REQUIRED TASKS:
• 1. Condense the paragraph of the sermon excerpt that begins "The context tightly is called" into a bulleted list that keeps its main facts.
• 2. According to the sermon excerpt, what is the essence of marriage?
• 3. Reproduce the sermon excerpt starting at "He gives his" and ending at "She's not fretful.", with "peace" changed to "calm".

The man and the woman knew that they were naked and they were ashamed. And then Ephesians, chapter 5, 1 through 33, we've already spoken about this. I'm going to use the word power. The essence of marriage is the power of the Holy Spirit. The instruction about marriage comes in a whole context in Ephesians.

The context tightly is called the family life codes. But the family life codes begin with an admonition, with a command. Do not be drunk with wine but be filled with the Holy Spirit and then the Apostle begins to spin out different manifestations of the Holy Spirit and when a wife is filled with the Spirit she submits to her husband she respects him when a husband is filled with the Spirit He loves his wife like Christ loved the church. He nourishes her. He cherishes her.

He gives his life for her. And the two are one flesh. That's how you know when a husband is filled with the Holy Spirit is when He's loving His wife. And that's how you know when a wife completely trusts God and she's actually relinquished control of her life to God and she's able to submit to her husband in peace. She's not fretful.

(Named object pointing items)
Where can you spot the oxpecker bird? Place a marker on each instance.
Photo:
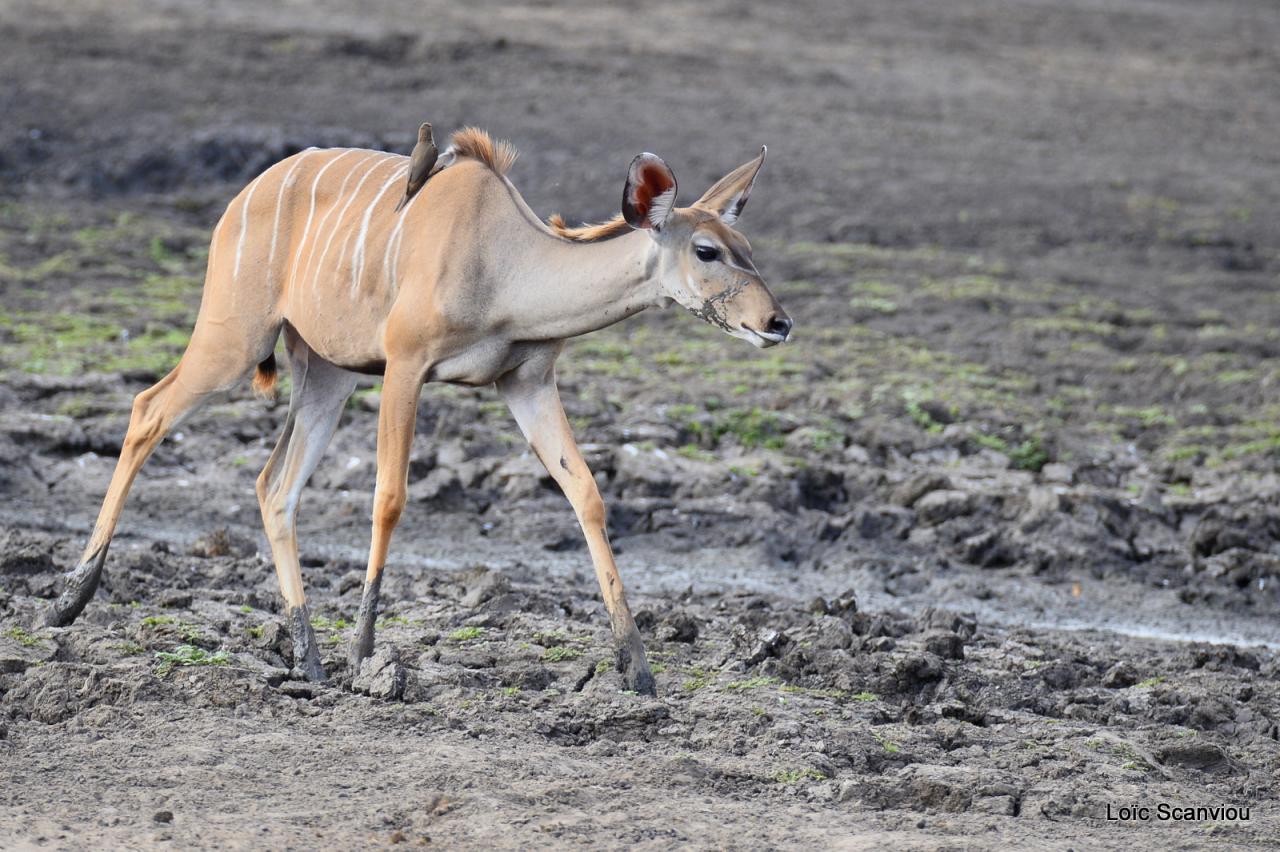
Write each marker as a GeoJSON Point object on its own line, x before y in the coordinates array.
{"type": "Point", "coordinates": [421, 163]}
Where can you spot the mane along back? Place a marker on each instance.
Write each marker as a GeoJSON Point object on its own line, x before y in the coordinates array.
{"type": "Point", "coordinates": [476, 143]}
{"type": "Point", "coordinates": [609, 229]}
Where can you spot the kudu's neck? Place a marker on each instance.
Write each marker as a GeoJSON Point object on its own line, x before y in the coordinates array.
{"type": "Point", "coordinates": [566, 288]}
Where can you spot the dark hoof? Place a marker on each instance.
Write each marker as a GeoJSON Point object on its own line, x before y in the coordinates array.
{"type": "Point", "coordinates": [306, 655]}
{"type": "Point", "coordinates": [314, 672]}
{"type": "Point", "coordinates": [640, 682]}
{"type": "Point", "coordinates": [78, 591]}
{"type": "Point", "coordinates": [634, 665]}
{"type": "Point", "coordinates": [362, 642]}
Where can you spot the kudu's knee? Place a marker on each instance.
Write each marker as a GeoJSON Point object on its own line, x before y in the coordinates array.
{"type": "Point", "coordinates": [388, 507]}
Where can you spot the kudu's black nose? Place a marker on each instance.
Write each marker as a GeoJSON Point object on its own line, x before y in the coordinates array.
{"type": "Point", "coordinates": [778, 325]}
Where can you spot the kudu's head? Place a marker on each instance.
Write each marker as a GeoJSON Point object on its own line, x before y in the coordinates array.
{"type": "Point", "coordinates": [704, 264]}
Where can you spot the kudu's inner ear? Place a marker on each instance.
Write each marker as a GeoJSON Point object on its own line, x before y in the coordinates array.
{"type": "Point", "coordinates": [650, 192]}
{"type": "Point", "coordinates": [728, 196]}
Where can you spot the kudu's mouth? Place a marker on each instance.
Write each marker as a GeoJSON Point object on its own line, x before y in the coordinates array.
{"type": "Point", "coordinates": [764, 339]}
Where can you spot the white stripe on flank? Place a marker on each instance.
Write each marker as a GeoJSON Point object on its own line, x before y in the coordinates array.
{"type": "Point", "coordinates": [337, 200]}
{"type": "Point", "coordinates": [240, 246]}
{"type": "Point", "coordinates": [279, 200]}
{"type": "Point", "coordinates": [311, 213]}
{"type": "Point", "coordinates": [342, 213]}
{"type": "Point", "coordinates": [357, 255]}
{"type": "Point", "coordinates": [391, 261]}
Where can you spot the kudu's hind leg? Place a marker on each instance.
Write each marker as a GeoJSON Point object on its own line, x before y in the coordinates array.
{"type": "Point", "coordinates": [396, 422]}
{"type": "Point", "coordinates": [155, 411]}
{"type": "Point", "coordinates": [320, 389]}
{"type": "Point", "coordinates": [536, 407]}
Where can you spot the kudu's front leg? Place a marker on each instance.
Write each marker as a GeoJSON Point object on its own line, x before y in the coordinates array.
{"type": "Point", "coordinates": [397, 418]}
{"type": "Point", "coordinates": [535, 403]}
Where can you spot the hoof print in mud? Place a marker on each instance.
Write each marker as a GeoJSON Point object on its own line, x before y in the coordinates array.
{"type": "Point", "coordinates": [382, 676]}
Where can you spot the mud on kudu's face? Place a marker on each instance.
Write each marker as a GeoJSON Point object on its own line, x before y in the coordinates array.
{"type": "Point", "coordinates": [705, 265]}
{"type": "Point", "coordinates": [711, 274]}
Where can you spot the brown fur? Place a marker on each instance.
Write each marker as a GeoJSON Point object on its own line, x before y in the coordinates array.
{"type": "Point", "coordinates": [265, 375]}
{"type": "Point", "coordinates": [476, 143]}
{"type": "Point", "coordinates": [609, 229]}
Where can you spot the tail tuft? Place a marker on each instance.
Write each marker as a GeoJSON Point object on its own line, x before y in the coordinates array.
{"type": "Point", "coordinates": [264, 380]}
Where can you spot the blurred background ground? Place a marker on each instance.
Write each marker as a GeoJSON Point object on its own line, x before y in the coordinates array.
{"type": "Point", "coordinates": [1028, 424]}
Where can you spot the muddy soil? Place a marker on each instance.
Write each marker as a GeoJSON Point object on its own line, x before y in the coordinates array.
{"type": "Point", "coordinates": [987, 554]}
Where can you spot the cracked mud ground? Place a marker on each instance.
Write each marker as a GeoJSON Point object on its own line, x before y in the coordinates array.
{"type": "Point", "coordinates": [991, 546]}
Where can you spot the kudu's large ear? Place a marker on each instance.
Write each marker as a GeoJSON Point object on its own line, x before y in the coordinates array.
{"type": "Point", "coordinates": [728, 196]}
{"type": "Point", "coordinates": [650, 192]}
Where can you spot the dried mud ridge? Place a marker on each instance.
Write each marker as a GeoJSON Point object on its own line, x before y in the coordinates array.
{"type": "Point", "coordinates": [758, 696]}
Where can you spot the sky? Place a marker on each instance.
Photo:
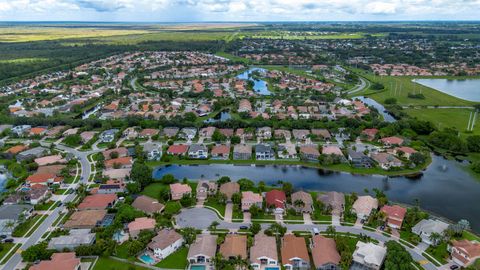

EXERCISE RESULTS:
• 1.
- The context is called the family life codes.
- The codes open with a command: do not be drunk with wine but be filled with the Holy Spirit.
- The Apostle then lays out different manifestations of the Holy Spirit.
- A wife filled with the Spirit submits to her husband and respects him.
- A husband filled with the Spirit loves his wife as Christ loved the church, nourishing and cherishing her.

• 2. The power of the Holy Spirit.

• 3.
He gives his life for her. And the two are one flesh. That's how you know when a husband is filled with the Holy Spirit is when He's loving His wife. And that's how you know when a wife completely trusts God and she's actually relinquished control of her life to God and she's able to submit to her husband in calm. She's not fretful.